**Texte à lire**
EXPRESS
Pendant ce temps dans les labos
● Sur la croisette. Huit doctorants ont été récompensés par les prix science ouverte de la thèse, remis ce mercredi à Lille lors de la journée nationale du doctorat – Noémie y était, vous pourrez lire son analyse mercredi prochain. Bravo à Thibault Clérice, Marcin Trzmielewski, Dayle David, Aurore Turbiau, Sacha Hodencq, Benoît Verhaeghe, Camille Juigné et Léo Delalandre.
● Vitesse ou précipitation. Coup de neuf pour la déclaration d’Helsinki qui édicte les principes éthiques en recherche médicale depuis 1964. La nouvelle version, publiée dans le célèbre Journal of the American Medical Association, rappelle notamment la nécessité de respecter ces principes éthiques même dans les situations d’urgence (vous devez penser comme nous à l’épisode Covid) et introduit les notions d’intégrité scientifique. Un véritable événement pour la Revue médicale.

**Données présentées**

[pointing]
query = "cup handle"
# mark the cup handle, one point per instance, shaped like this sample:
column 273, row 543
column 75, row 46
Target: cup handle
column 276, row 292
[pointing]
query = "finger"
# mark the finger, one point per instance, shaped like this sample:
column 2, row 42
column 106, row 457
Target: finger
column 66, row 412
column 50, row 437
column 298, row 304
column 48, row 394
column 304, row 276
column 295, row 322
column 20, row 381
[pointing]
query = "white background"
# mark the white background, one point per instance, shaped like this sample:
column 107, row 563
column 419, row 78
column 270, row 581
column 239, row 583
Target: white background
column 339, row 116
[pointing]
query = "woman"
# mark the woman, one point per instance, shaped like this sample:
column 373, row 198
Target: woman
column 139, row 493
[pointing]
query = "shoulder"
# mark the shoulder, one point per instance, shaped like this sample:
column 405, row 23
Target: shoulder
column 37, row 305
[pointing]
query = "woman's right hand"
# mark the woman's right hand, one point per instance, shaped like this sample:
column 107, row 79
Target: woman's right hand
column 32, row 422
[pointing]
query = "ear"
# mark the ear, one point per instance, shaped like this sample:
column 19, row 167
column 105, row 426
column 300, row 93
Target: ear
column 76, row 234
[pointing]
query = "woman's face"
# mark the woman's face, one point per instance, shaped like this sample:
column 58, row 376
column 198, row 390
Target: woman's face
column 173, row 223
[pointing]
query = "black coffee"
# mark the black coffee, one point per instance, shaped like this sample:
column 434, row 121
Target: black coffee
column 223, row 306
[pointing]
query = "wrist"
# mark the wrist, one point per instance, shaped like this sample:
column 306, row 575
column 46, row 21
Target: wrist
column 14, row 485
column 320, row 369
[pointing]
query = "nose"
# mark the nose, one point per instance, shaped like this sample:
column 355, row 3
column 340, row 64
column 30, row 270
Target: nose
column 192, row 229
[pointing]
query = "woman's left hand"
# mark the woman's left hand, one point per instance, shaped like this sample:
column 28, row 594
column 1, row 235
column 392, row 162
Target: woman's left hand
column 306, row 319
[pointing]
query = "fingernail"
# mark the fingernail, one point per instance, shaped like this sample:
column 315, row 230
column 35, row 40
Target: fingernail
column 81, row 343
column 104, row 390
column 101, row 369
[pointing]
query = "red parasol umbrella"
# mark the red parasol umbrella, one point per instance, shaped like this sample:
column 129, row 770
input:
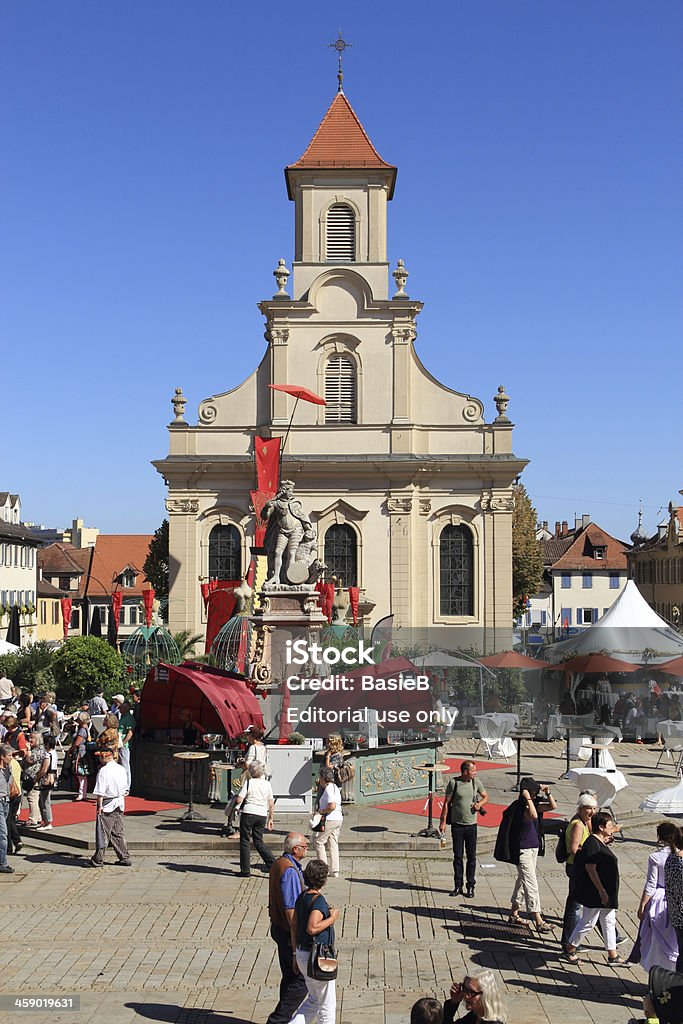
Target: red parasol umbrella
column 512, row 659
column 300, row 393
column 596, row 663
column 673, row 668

---

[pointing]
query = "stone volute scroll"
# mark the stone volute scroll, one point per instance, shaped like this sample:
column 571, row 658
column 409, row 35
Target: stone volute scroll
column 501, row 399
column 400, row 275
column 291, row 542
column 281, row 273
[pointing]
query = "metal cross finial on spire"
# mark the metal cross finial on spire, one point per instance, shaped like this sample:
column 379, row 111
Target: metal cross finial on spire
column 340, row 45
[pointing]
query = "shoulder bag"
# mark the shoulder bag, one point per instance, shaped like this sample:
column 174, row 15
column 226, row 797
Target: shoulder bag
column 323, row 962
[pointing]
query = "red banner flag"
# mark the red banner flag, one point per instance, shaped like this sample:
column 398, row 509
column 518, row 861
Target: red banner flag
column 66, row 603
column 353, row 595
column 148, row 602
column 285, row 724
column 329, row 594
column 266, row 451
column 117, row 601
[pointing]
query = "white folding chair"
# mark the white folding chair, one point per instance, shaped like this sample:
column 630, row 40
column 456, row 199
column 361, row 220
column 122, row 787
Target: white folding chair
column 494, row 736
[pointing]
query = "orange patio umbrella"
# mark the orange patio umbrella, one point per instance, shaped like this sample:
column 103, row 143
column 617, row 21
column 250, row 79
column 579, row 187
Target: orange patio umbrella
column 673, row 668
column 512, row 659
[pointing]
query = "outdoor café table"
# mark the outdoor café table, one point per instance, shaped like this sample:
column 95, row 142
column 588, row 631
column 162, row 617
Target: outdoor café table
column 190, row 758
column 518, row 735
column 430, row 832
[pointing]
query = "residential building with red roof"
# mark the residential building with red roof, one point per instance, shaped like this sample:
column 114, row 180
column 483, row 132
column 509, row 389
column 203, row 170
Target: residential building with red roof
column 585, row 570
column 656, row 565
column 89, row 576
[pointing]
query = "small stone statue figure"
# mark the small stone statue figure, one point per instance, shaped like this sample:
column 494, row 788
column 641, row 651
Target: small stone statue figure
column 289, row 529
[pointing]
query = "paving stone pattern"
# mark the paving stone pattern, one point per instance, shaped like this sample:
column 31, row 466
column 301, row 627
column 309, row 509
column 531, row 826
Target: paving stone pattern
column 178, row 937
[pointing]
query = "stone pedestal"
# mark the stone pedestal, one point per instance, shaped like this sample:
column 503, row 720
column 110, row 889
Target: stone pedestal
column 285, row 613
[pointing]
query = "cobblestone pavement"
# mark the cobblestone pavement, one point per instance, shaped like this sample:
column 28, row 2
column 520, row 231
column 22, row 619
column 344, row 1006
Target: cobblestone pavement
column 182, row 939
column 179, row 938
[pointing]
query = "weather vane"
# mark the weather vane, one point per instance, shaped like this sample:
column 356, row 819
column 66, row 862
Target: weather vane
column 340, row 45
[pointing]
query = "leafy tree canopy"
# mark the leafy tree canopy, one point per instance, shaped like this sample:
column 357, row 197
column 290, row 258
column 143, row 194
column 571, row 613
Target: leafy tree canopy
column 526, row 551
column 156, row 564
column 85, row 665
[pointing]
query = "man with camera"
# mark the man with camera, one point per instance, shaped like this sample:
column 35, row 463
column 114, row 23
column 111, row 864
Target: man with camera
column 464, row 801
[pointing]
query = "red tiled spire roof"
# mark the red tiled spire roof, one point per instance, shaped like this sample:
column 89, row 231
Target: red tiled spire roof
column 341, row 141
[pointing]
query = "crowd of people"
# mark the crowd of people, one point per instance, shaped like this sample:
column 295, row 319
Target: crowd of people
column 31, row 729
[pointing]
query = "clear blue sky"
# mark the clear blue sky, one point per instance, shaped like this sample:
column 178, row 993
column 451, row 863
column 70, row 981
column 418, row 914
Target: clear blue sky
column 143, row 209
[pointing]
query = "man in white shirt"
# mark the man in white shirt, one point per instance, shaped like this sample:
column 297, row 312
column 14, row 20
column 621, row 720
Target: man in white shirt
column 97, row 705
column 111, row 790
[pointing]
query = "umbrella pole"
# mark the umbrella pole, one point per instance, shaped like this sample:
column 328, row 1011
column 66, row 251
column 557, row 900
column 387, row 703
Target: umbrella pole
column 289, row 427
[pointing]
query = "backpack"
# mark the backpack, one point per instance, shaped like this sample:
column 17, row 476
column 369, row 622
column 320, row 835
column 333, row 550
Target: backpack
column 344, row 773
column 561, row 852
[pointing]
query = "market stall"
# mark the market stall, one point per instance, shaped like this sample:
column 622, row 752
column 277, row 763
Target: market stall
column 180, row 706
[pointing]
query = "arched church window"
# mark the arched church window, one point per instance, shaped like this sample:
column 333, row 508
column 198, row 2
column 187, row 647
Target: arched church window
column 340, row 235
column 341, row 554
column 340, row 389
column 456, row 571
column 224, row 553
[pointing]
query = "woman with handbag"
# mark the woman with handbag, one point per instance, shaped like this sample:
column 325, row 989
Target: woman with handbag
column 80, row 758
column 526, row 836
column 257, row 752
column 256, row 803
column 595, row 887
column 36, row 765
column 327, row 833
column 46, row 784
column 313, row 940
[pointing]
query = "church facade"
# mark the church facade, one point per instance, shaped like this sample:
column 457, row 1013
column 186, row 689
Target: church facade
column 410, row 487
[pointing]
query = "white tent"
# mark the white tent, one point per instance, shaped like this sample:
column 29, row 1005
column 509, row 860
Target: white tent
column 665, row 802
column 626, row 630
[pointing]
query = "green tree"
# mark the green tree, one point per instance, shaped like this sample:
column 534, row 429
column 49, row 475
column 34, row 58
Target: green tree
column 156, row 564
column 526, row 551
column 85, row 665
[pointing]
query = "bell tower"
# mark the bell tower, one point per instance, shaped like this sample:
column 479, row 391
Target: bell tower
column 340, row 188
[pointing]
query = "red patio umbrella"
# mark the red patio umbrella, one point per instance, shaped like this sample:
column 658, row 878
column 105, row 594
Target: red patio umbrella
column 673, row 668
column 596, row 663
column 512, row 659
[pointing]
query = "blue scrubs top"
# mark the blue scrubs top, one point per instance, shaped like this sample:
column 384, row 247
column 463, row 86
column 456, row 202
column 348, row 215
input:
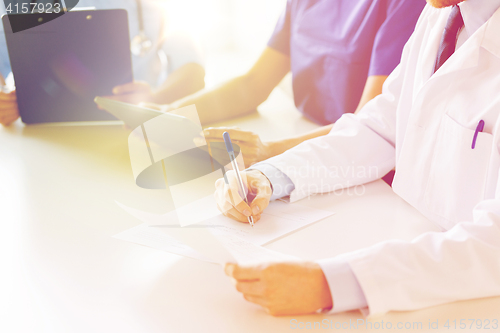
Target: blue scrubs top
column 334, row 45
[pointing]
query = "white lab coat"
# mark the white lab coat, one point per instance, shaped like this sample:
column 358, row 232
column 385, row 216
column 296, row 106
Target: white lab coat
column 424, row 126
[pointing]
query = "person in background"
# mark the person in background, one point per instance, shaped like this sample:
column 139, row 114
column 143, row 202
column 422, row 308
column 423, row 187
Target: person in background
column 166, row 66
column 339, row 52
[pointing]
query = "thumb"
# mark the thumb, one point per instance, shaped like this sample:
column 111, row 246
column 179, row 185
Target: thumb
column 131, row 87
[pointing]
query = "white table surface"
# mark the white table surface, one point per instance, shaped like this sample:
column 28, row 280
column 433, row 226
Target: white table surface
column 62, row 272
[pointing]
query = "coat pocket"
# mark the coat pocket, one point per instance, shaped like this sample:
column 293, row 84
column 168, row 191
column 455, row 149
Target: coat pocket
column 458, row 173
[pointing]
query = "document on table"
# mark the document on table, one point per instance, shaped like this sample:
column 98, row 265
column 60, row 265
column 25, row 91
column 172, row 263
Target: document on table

**Consigne**
D'après le texte à lire, depuis quelle année la déclaration d'Helsinki édicte-t-elle les principes éthiques en recherche médicale ?

**Réponse**
Depuis 1964.